===== Data records =====

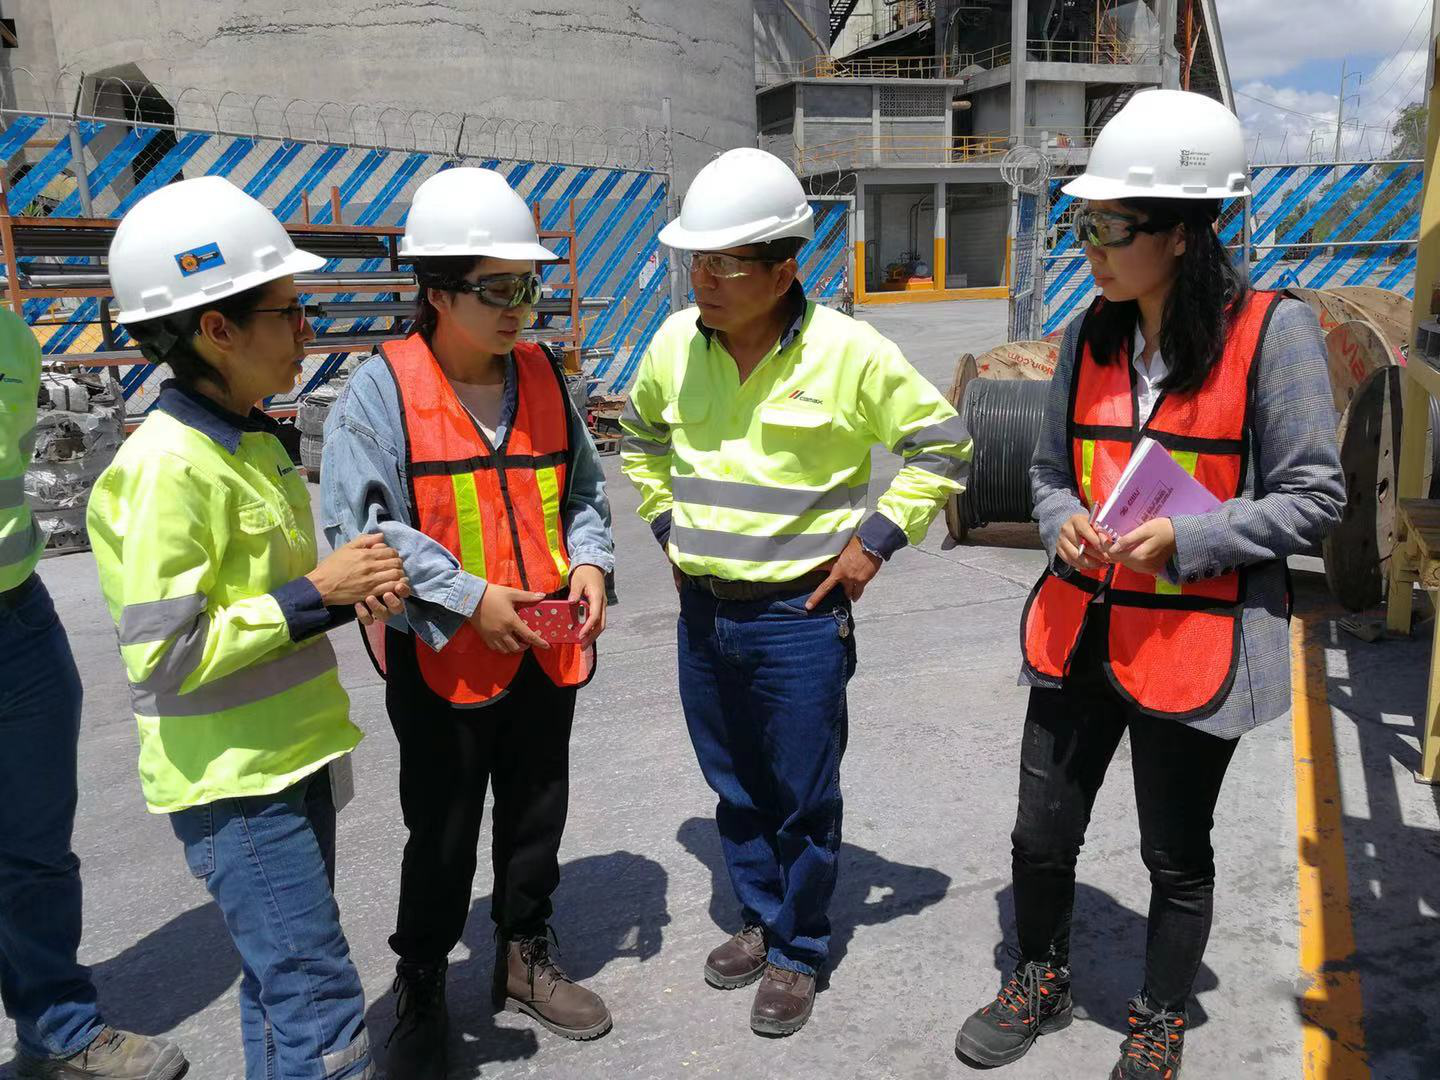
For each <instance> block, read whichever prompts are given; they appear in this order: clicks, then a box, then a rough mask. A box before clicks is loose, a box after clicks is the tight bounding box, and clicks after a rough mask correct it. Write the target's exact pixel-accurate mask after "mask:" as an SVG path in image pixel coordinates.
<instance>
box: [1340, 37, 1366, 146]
mask: <svg viewBox="0 0 1440 1080" xmlns="http://www.w3.org/2000/svg"><path fill="white" fill-rule="evenodd" d="M1348 63H1349V60H1341V102H1339V105H1338V107H1336V109H1335V160H1336V161H1339V160H1341V135H1342V134H1344V132H1345V84H1346V82H1348V81H1349V78H1351V76H1354V78H1356V79H1359V82H1358V84H1356V86H1358V85H1362V84H1364V82H1365V72H1358V71H1355V72H1349V73H1348V75H1346V72H1345V66H1346V65H1348ZM1352 96H1354V98H1355V105H1356V108H1358V107H1359V91H1358V89H1356V91H1355V94H1354V95H1352Z"/></svg>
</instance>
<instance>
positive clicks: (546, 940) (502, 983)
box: [491, 927, 611, 1043]
mask: <svg viewBox="0 0 1440 1080" xmlns="http://www.w3.org/2000/svg"><path fill="white" fill-rule="evenodd" d="M491 998H492V1002H494V1005H495V1008H497V1009H508V1011H510V1012H521V1014H524V1015H527V1017H530V1018H531V1020H536V1021H539V1022H540V1024H541V1025H543V1027H546V1028H549V1030H550V1031H553V1032H554V1034H557V1035H560V1037H563V1038H570V1040H575V1041H577V1043H588V1041H589V1040H592V1038H599V1037H600V1035H603V1034H605V1032H606V1031H609V1030H611V1011H609V1008H606V1005H605V1001H603V999H600V995H598V994H595V992H592V991H588V989H585V986H582V985H580V984H577V982H576V981H575V979H572V978H570V976H569V975H566V973H564V971H563V969H562V968H560V965H559V963H557V962H556V958H554V932H553V930H550V929H549V927H546V932H544V933H539V935H530V936H526V937H516V939H507V937H504V936H501V935H498V933H497V935H495V975H494V982H492V985H491Z"/></svg>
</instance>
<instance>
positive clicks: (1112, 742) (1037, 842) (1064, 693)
mask: <svg viewBox="0 0 1440 1080" xmlns="http://www.w3.org/2000/svg"><path fill="white" fill-rule="evenodd" d="M1094 622H1100V621H1099V619H1096V621H1094ZM1096 644H1097V636H1096V635H1094V634H1093V632H1089V631H1087V634H1086V641H1084V642H1081V647H1080V651H1079V652H1077V655H1076V660H1074V664H1073V667H1071V674H1070V678H1068V680H1067V683H1066V688H1064V690H1040V688H1037V690H1031V693H1030V710H1028V713H1027V714H1025V736H1024V746H1022V747H1021V755H1020V809H1018V812H1017V815H1015V831H1014V834H1012V835H1011V842H1012V844H1014V850H1012V860H1014V861H1012V873H1014V881H1015V920H1017V929H1018V935H1020V950H1021V955H1022V956H1024V958H1025V959H1030V960H1050V962H1051V963H1056V965H1067V963H1068V959H1070V916H1071V912H1073V910H1074V891H1076V858H1077V855H1079V854H1080V845H1081V844H1083V842H1084V831H1086V827H1087V825H1089V824H1090V809H1092V808H1093V806H1094V796H1096V793H1097V792H1099V791H1100V785H1102V783H1103V782H1104V773H1106V769H1107V768H1109V765H1110V757H1112V756H1113V755H1115V749H1116V746H1119V743H1120V736H1122V734H1123V733H1125V732H1126V730H1129V733H1130V756H1132V759H1133V772H1135V805H1136V809H1138V811H1139V815H1140V857H1142V858H1143V860H1145V865H1146V868H1148V870H1149V871H1151V912H1149V923H1148V927H1146V940H1145V989H1146V992H1148V994H1149V998H1151V1001H1152V1002H1155V1004H1158V1005H1161V1007H1164V1008H1175V1009H1178V1008H1184V1005H1185V1002H1187V999H1188V998H1189V992H1191V986H1192V985H1194V982H1195V973H1197V972H1198V971H1200V962H1201V958H1202V956H1204V953H1205V943H1207V940H1208V939H1210V924H1211V919H1212V914H1214V893H1215V854H1214V850H1212V848H1211V845H1210V831H1211V828H1212V827H1214V816H1212V815H1214V809H1215V799H1217V798H1218V796H1220V786H1221V782H1223V780H1224V778H1225V769H1227V768H1228V765H1230V757H1231V755H1234V752H1236V740H1233V739H1220V737H1217V736H1212V734H1207V733H1205V732H1197V730H1195V729H1192V727H1187V726H1185V724H1181V723H1176V721H1175V720H1158V719H1155V717H1146V716H1143V714H1140V713H1138V711H1136V710H1135V708H1132V707H1129V706H1128V704H1125V701H1122V698H1120V697H1119V696H1117V694H1116V693H1115V690H1113V688H1112V687H1110V684H1109V681H1107V678H1106V675H1104V671H1103V670H1102V668H1100V661H1099V655H1097V649H1096Z"/></svg>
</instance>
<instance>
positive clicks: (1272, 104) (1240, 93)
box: [1236, 91, 1335, 124]
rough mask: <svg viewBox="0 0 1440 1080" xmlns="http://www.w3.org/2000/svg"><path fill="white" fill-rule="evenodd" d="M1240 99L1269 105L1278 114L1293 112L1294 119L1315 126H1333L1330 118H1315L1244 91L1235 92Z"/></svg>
mask: <svg viewBox="0 0 1440 1080" xmlns="http://www.w3.org/2000/svg"><path fill="white" fill-rule="evenodd" d="M1236 94H1238V95H1240V96H1241V98H1250V101H1259V102H1260V104H1261V105H1269V107H1270V108H1273V109H1279V111H1280V112H1293V114H1295V115H1296V117H1305V118H1306V120H1313V121H1315V122H1316V124H1333V122H1335V120H1333V118H1332V117H1316V115H1315V114H1313V112H1300V109H1293V108H1290V107H1289V105H1280V104H1279V102H1274V101H1266V99H1264V98H1257V96H1256V95H1254V94H1246V92H1244V91H1236Z"/></svg>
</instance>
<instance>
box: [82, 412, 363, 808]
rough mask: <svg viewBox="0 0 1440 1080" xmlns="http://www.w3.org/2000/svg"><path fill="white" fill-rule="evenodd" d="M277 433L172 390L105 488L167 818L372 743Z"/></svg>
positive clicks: (97, 514)
mask: <svg viewBox="0 0 1440 1080" xmlns="http://www.w3.org/2000/svg"><path fill="white" fill-rule="evenodd" d="M274 431H275V425H274V420H269V419H268V418H262V416H261V415H259V413H252V415H251V418H239V416H233V415H230V413H228V412H225V410H222V409H219V406H216V405H213V403H210V402H207V400H206V399H203V397H200V396H197V395H190V393H187V392H184V390H180V389H179V387H176V386H173V384H171V386H167V389H166V390H164V392H163V393H161V397H160V402H158V405H157V408H156V410H154V412H151V413H150V416H148V418H147V419H145V422H144V423H143V425H141V426H140V429H138V431H137V432H135V433H134V435H131V436H130V439H127V441H125V445H124V446H122V448H121V451H120V454H118V455H115V461H114V462H111V465H109V468H107V469H105V472H102V474H101V477H99V480H98V481H96V482H95V488H94V491H92V492H91V501H89V510H88V514H86V523H88V526H89V536H91V544H92V546H94V549H95V562H96V564H98V567H99V582H101V589H102V590H104V593H105V602H107V603H108V605H109V612H111V615H112V616H114V619H115V624H117V626H118V629H120V651H121V657H122V658H124V661H125V674H127V677H128V678H130V687H131V700H132V707H134V710H135V721H137V723H138V726H140V779H141V785H143V788H144V793H145V802H147V804H148V805H150V809H151V811H154V812H157V814H167V812H171V811H177V809H184V808H186V806H194V805H200V804H206V802H213V801H216V799H222V798H235V796H246V795H272V793H275V792H279V791H284V789H285V788H288V786H289V785H291V783H294V782H297V780H300V779H301V778H304V776H308V775H310V773H312V772H315V770H318V769H321V768H323V766H324V765H327V763H328V762H331V760H333V759H336V757H340V756H341V755H344V753H348V752H350V750H353V749H354V747H356V744H357V743H359V742H360V730H359V729H357V727H356V726H354V724H351V723H350V719H348V714H350V700H348V697H347V696H346V691H344V690H343V688H341V687H340V677H338V672H337V671H336V654H334V649H333V648H331V647H330V641H328V639H327V638H325V636H324V634H323V632H321V631H324V629H325V628H328V626H330V625H331V616H330V612H328V609H327V608H325V606H324V605H323V603H321V599H320V592H318V590H317V589H315V586H314V585H311V583H310V582H308V580H307V579H305V577H304V575H307V573H308V572H310V570H312V569H314V567H315V530H314V521H312V518H311V511H310V494H308V492H307V490H305V482H304V480H301V477H300V474H298V472H297V471H295V468H294V467H292V465H291V461H289V455H288V454H287V452H285V448H284V446H282V445H281V442H279V439H276V438H275V433H274Z"/></svg>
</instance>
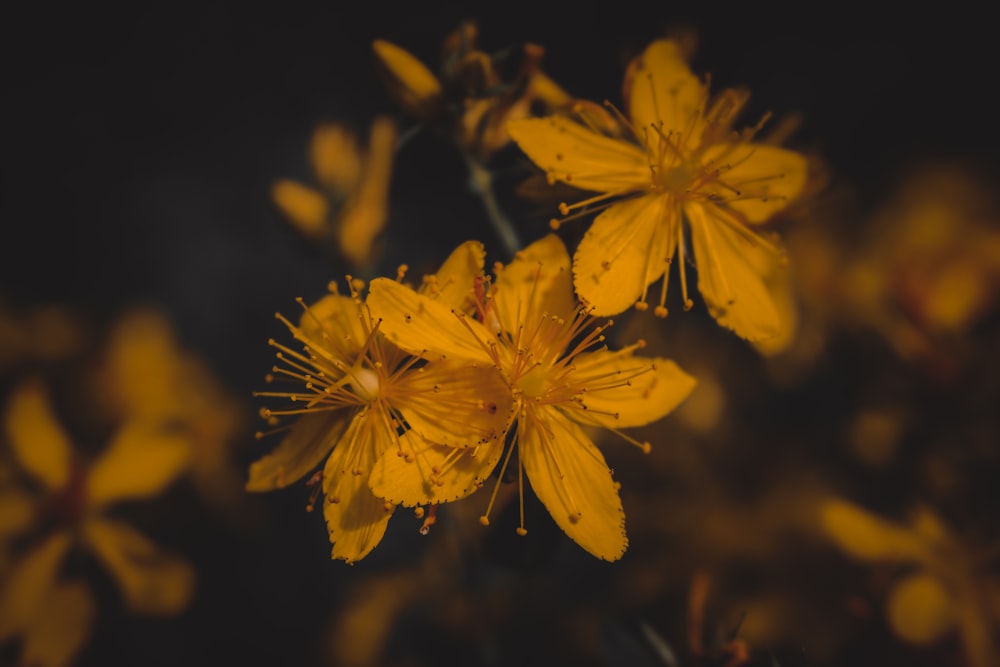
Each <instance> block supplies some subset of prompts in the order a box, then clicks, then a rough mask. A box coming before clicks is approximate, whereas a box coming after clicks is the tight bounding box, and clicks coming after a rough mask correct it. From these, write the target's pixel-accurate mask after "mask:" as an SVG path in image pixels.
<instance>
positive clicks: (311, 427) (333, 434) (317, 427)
mask: <svg viewBox="0 0 1000 667" xmlns="http://www.w3.org/2000/svg"><path fill="white" fill-rule="evenodd" d="M353 414H354V412H353V411H351V410H330V411H328V412H314V413H310V414H306V415H302V416H301V417H299V418H298V421H296V422H295V425H294V426H292V430H291V432H290V433H289V434H288V435H287V436H285V438H284V439H283V440H282V441H281V443H279V444H278V446H277V447H275V448H274V449H273V450H272V451H271V453H270V454H267V455H266V456H264V457H263V458H261V459H260V460H258V461H256V462H254V463H252V464H250V479H249V480H248V481H247V486H246V490H247V491H273V490H275V489H281V488H284V487H286V486H288V485H289V484H292V483H293V482H296V481H298V480H300V479H302V478H303V477H305V476H306V475H307V474H309V472H310V471H312V470H313V469H314V468H316V467H317V466H319V464H320V462H321V461H322V460H323V458H324V457H325V456H326V455H327V454H329V453H330V450H331V449H333V447H334V445H335V444H336V443H337V441H338V440H340V438H341V436H342V435H343V434H344V430H345V429H346V428H347V424H348V422H349V421H350V418H351V416H352V415H353Z"/></svg>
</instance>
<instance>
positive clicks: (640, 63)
mask: <svg viewBox="0 0 1000 667" xmlns="http://www.w3.org/2000/svg"><path fill="white" fill-rule="evenodd" d="M625 88H626V94H627V97H626V102H627V104H628V109H629V117H630V118H631V119H632V124H633V126H634V127H635V131H636V134H638V135H639V136H640V137H645V141H646V144H647V145H648V146H649V148H650V150H651V151H653V152H654V154H655V153H656V151H657V150H658V145H659V142H660V138H659V134H658V133H657V132H654V131H652V129H651V128H652V127H660V128H661V131H662V132H663V133H664V134H666V133H668V132H671V133H674V132H679V133H680V134H681V136H682V141H683V142H684V143H685V144H688V143H689V142H691V141H700V140H701V130H702V128H701V125H702V120H701V107H702V106H703V104H704V101H705V90H704V87H703V86H702V84H701V82H700V81H699V80H698V77H696V76H695V75H694V74H692V73H691V68H690V67H688V64H687V62H685V60H684V57H683V56H682V55H681V51H680V48H678V46H677V44H676V43H675V42H673V41H671V40H667V39H660V40H657V41H655V42H653V43H652V44H650V45H649V46H648V47H646V50H645V51H644V52H643V53H642V55H641V56H639V57H638V58H637V59H636V60H634V61H633V63H632V64H631V65H630V66H629V71H628V73H627V74H626V86H625ZM661 123H662V126H661Z"/></svg>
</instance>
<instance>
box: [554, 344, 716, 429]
mask: <svg viewBox="0 0 1000 667" xmlns="http://www.w3.org/2000/svg"><path fill="white" fill-rule="evenodd" d="M573 366H574V368H575V370H574V373H575V374H576V375H577V376H579V377H593V378H594V379H593V380H586V381H580V382H581V384H583V385H584V386H586V387H587V393H586V394H584V395H583V396H582V399H583V405H584V406H586V409H585V410H584V409H580V410H573V412H572V415H571V416H572V418H573V419H575V420H576V421H579V422H583V423H587V424H594V425H598V426H606V427H608V428H619V427H627V426H643V425H645V424H649V423H651V422H654V421H656V420H657V419H660V418H661V417H663V416H664V415H666V414H668V413H669V412H671V411H673V409H674V408H676V407H677V406H678V405H680V403H681V402H682V401H683V400H684V399H686V398H687V397H688V396H689V395H690V394H691V392H692V391H693V390H694V387H695V384H696V382H695V379H694V378H693V377H691V376H690V375H688V374H687V373H685V372H684V371H683V370H681V368H680V367H679V366H678V365H677V364H676V363H674V362H673V361H671V360H670V359H661V358H646V357H636V356H634V355H633V354H632V353H631V351H625V350H621V351H618V352H611V351H606V350H602V351H598V352H586V353H583V354H580V355H579V356H578V357H577V358H576V359H575V360H574V361H573ZM604 386H607V388H606V389H604V388H602V387H604ZM569 405H573V404H569Z"/></svg>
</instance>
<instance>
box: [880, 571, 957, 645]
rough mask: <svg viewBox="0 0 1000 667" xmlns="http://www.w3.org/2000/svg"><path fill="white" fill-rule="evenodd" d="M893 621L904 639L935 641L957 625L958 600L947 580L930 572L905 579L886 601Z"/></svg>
mask: <svg viewBox="0 0 1000 667" xmlns="http://www.w3.org/2000/svg"><path fill="white" fill-rule="evenodd" d="M886 606H887V612H888V615H889V625H890V626H892V629H893V632H895V633H896V636H898V637H899V638H900V639H903V640H904V641H908V642H910V643H913V644H921V645H922V644H931V643H933V642H936V641H938V640H939V639H942V638H944V636H945V635H947V634H948V633H949V632H951V630H952V629H953V628H954V627H955V620H956V618H955V608H954V607H955V602H954V600H952V598H951V595H949V593H948V591H947V589H946V588H945V586H944V584H943V583H942V582H941V581H940V580H939V579H937V578H936V577H932V576H931V575H929V574H926V573H923V572H921V573H918V574H913V575H910V576H908V577H907V578H905V579H903V580H902V581H900V582H899V583H897V584H896V586H895V587H894V588H893V590H892V594H891V595H890V596H889V600H888V602H887V603H886Z"/></svg>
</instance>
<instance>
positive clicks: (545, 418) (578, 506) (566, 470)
mask: <svg viewBox="0 0 1000 667" xmlns="http://www.w3.org/2000/svg"><path fill="white" fill-rule="evenodd" d="M542 410H543V411H544V412H543V414H539V415H537V418H536V419H533V420H530V421H528V423H526V424H525V427H524V428H523V429H522V430H520V431H519V434H518V437H519V444H518V455H519V456H520V459H521V463H522V465H524V472H525V474H526V475H527V477H528V481H529V482H530V483H531V488H532V489H534V491H535V494H536V495H537V496H538V498H539V500H541V501H542V504H543V505H545V507H546V509H548V511H549V514H551V515H552V518H553V519H554V520H555V522H556V524H557V525H558V526H559V527H560V528H562V529H563V531H564V532H565V533H566V534H567V535H569V536H570V537H571V538H572V539H573V540H574V541H575V542H576V543H577V544H579V545H580V546H581V547H583V548H584V549H586V550H587V551H588V552H589V553H591V554H593V555H594V556H597V557H598V558H601V559H604V560H607V561H615V560H618V559H619V558H621V557H622V555H623V554H624V553H625V549H626V548H627V547H628V538H626V537H625V512H624V510H623V509H622V502H621V499H620V498H619V497H618V486H617V484H615V481H614V479H612V477H611V470H609V469H608V464H607V463H605V461H604V456H603V455H602V454H601V452H600V450H599V449H597V447H596V446H594V443H593V442H591V441H590V438H588V437H587V435H586V433H584V432H583V429H581V428H580V427H579V426H577V425H576V424H574V423H573V422H571V421H569V420H568V419H567V418H566V417H564V416H563V415H561V414H560V413H559V412H558V411H557V410H554V409H544V408H543V409H542Z"/></svg>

=====

Task description> Reproduce the lines from the start of the entries through the line containing "box: [1340, 37, 1366, 146]", switching every "clicks" to "points" and leaving everything else unchanged. Omit the pictures.

Solution>
For each <instance> block, read whichever prompts are given; they appear in this order: points, then a box, then a rough mask. A box before points is loose, a box after points is the tight bounding box, and points after a rough mask correct it. Write the target's exact pixel-accurate mask after "mask:" as an SVG path in image pixel coordinates.
<instance>
box: [1340, 37, 1366, 146]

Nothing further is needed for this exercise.